Can you turn every line of the material below into a numbered list, skipping any blank lines and leaving the picture out?

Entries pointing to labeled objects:
################

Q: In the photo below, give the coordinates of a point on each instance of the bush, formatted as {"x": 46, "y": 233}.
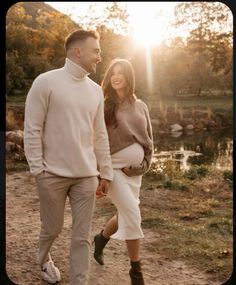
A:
{"x": 196, "y": 172}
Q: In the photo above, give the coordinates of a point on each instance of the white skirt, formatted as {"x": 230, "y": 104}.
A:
{"x": 124, "y": 193}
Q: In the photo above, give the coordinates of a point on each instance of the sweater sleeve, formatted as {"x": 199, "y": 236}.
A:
{"x": 35, "y": 113}
{"x": 148, "y": 152}
{"x": 101, "y": 144}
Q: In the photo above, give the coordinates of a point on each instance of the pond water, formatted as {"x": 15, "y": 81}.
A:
{"x": 202, "y": 148}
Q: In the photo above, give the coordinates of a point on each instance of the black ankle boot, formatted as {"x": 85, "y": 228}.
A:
{"x": 135, "y": 273}
{"x": 100, "y": 242}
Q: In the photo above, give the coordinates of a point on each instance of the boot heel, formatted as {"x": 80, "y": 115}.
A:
{"x": 100, "y": 242}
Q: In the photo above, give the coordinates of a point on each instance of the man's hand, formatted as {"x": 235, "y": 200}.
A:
{"x": 102, "y": 188}
{"x": 134, "y": 170}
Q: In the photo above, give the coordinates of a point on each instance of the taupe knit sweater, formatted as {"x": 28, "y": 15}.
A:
{"x": 133, "y": 125}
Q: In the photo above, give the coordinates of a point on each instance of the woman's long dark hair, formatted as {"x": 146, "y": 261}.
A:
{"x": 111, "y": 99}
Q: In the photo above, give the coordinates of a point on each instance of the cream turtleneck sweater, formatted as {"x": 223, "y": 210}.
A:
{"x": 64, "y": 128}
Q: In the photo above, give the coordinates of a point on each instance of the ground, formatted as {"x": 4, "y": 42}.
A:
{"x": 23, "y": 223}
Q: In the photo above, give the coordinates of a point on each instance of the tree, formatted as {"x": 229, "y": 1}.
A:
{"x": 210, "y": 37}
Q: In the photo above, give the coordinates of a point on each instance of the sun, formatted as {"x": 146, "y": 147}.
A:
{"x": 148, "y": 33}
{"x": 149, "y": 23}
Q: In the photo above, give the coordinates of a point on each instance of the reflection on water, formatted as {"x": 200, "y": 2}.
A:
{"x": 208, "y": 148}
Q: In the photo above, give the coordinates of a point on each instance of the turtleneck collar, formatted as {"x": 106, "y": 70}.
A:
{"x": 75, "y": 70}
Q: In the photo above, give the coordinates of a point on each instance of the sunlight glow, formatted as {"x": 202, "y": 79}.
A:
{"x": 149, "y": 22}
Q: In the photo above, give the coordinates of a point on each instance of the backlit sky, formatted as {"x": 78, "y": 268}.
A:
{"x": 154, "y": 17}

################

### SOLUTION TO THE EXERCISE
1. Q: In the photo below, give the coordinates of a point on each instance of the bush, formatted as {"x": 46, "y": 233}.
2. A:
3. {"x": 196, "y": 172}
4. Q: In the photo above, give the coordinates of a point on each instance of the white skirt, formatted as {"x": 230, "y": 104}.
5. A:
6. {"x": 124, "y": 193}
7. Q: In the photo above, give the coordinates of a point on each instance of the sweater sleeve, formatted as {"x": 199, "y": 236}.
8. A:
9. {"x": 35, "y": 113}
10. {"x": 148, "y": 152}
11. {"x": 101, "y": 144}
12. Q: In the photo above, give the coordinates of a point on each instance of the pond water, formatted as {"x": 15, "y": 81}.
13. A:
14. {"x": 202, "y": 148}
15. Q: In the photo above, give the coordinates of a point on each instance of the black ankle boot, formatted as {"x": 85, "y": 228}.
16. A:
17. {"x": 135, "y": 273}
18. {"x": 100, "y": 242}
19. Q: In the photo above, give the coordinates of a point on each instance of the boot heel, formatted as {"x": 80, "y": 115}.
20. A:
21. {"x": 100, "y": 242}
22. Q: In the photo above, give the coordinates of a point on each instance of the man's hand, formatted as {"x": 235, "y": 200}.
23. A:
24. {"x": 102, "y": 188}
25. {"x": 134, "y": 170}
26. Q: In the photo above, give the coordinates of a point on each instance of the taupe knit sweater, formatted as {"x": 28, "y": 15}.
27. A:
28. {"x": 133, "y": 125}
29. Q: In the photo above, give the coordinates of a point on each instance of the woman's long dark hair, formatted as {"x": 146, "y": 261}.
30. A:
31. {"x": 111, "y": 99}
32. Q: In the photo above, give the coordinates of a point on each instance of the cream turtleneck sweater, formatted as {"x": 223, "y": 210}.
33. A:
34. {"x": 64, "y": 128}
35. Q: In the photo above, give the coordinates of a point on each instance of the ground, formatted as {"x": 4, "y": 42}.
36. A:
37. {"x": 23, "y": 223}
38. Q: In the photo above, give the coordinates of a point on each instance of the tree, formatted as {"x": 229, "y": 1}.
39. A:
40. {"x": 210, "y": 37}
41. Q: In the photo above, give the coordinates of a point on each instance of the sun, formatted as {"x": 146, "y": 147}.
42. A:
43. {"x": 148, "y": 33}
44. {"x": 149, "y": 23}
45. Q: In the photo above, give the coordinates of a point on each instance of the reflection on water, formatted as {"x": 200, "y": 2}.
46. A:
47. {"x": 208, "y": 148}
48. Q: In the photo above, give the coordinates of a point on each instance of the turtleneck collar, formatted as {"x": 106, "y": 70}.
49. A:
50. {"x": 75, "y": 70}
51. Q: In the photo above, give the coordinates of a point on each instance of the sunlight glow, formatted as {"x": 202, "y": 79}.
52. A:
53. {"x": 149, "y": 22}
54. Q: In the photo above, give the coordinates of a point on each instance of the backlit sky, formatted as {"x": 78, "y": 268}.
55. A:
56. {"x": 154, "y": 17}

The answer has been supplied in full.